> [Materials provided]:
◇ ◇ ◇ ◇ ◇ ◇ ◇
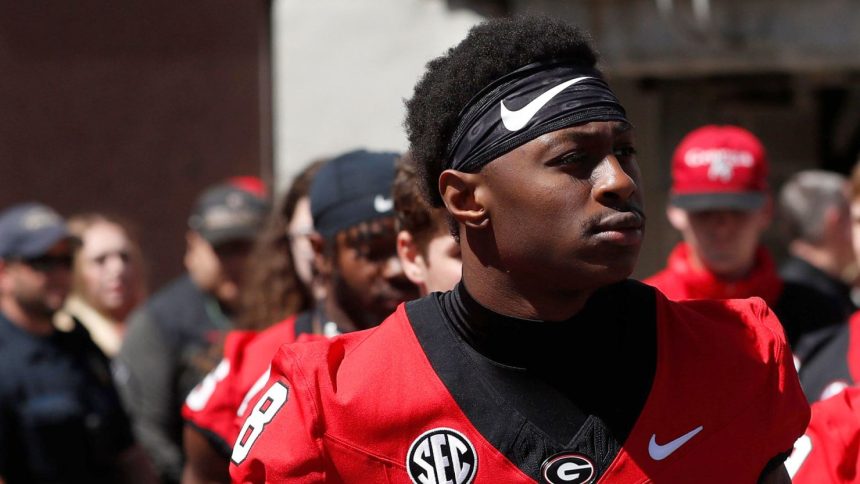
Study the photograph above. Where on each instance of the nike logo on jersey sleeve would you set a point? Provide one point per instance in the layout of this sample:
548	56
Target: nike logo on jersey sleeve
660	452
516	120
◇ ◇ ◇ ◇ ◇ ◇ ◇
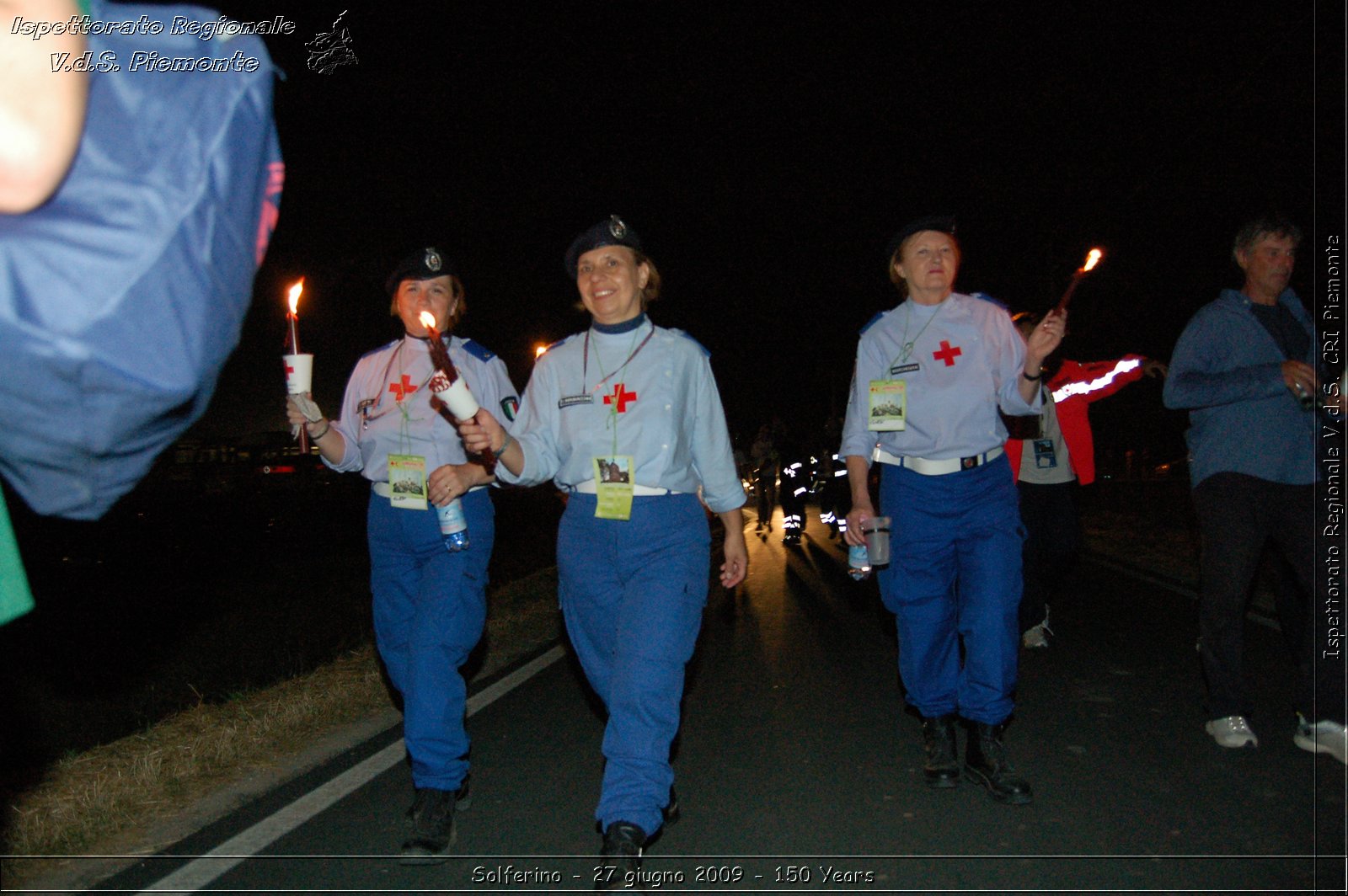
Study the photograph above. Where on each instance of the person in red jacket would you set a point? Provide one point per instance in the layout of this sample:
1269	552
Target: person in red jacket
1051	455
◇ ◇ ◇ ◇ ◇ ◇ ◇
> [Challenge]: From the rows above, extract every line that contains the word "jacket", and reproduce each one unchanged.

> [Written response]:
Study the photograph above. Where on each instance of the person in red jacket would you set a point? Provide one point per instance in the layout of this sample:
Target: person in red jacket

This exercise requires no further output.